- _Work item_: Reproduce the entries word for word, from their beginning through the line that contains "positive clicks: (167, 157) (151, 159)", and leave out any pictures.

= = = = = = =

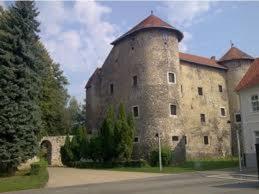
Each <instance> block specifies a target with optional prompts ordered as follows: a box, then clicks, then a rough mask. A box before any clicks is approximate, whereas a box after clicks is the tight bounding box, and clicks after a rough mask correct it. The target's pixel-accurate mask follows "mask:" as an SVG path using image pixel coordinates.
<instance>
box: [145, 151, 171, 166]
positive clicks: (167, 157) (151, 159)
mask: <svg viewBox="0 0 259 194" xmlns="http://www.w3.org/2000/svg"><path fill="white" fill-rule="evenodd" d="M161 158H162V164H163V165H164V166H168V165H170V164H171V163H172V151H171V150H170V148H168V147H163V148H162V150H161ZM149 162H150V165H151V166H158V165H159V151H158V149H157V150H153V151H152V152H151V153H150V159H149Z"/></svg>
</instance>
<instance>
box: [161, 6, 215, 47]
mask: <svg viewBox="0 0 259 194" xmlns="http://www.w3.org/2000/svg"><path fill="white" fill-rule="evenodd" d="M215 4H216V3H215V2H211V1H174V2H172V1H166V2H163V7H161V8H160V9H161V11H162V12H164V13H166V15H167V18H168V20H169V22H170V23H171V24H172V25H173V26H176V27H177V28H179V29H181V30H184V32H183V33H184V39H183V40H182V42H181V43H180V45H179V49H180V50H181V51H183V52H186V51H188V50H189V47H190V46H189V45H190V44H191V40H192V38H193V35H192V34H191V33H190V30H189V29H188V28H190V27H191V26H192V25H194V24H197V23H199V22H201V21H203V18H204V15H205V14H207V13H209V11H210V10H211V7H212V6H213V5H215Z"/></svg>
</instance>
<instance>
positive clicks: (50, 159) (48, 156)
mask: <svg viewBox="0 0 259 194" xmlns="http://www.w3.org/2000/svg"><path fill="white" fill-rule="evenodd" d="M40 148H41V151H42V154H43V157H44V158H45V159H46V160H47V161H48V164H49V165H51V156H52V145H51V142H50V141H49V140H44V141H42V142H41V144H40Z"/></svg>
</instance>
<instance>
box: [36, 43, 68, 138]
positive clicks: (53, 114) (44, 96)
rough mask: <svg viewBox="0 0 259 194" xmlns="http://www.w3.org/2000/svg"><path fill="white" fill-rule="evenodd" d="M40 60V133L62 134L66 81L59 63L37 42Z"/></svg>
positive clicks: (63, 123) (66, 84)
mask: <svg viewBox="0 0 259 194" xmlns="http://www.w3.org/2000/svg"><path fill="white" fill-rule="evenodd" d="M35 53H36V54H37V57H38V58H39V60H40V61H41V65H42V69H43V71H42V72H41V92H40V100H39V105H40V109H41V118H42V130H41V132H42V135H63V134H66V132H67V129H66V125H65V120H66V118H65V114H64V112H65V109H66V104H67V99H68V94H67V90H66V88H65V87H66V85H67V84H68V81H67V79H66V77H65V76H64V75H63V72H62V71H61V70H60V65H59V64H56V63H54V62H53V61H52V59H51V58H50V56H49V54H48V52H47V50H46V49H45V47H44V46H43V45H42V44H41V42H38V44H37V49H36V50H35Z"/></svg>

= = = = = = =

- _Reply_:
Each <instance> block specifies a target with optional prompts ordered as follows: a box, then clicks, then a rough mask. A box before any clicks is approximate, whereas a box after clicks is the tight bounding box, and clicks after a rough mask correct it. The target's pixel-accurate mask follows "mask:" as an SVG path using image pixel coordinates.
<instance>
box: [145, 151, 171, 166]
positive clicks: (167, 157) (151, 159)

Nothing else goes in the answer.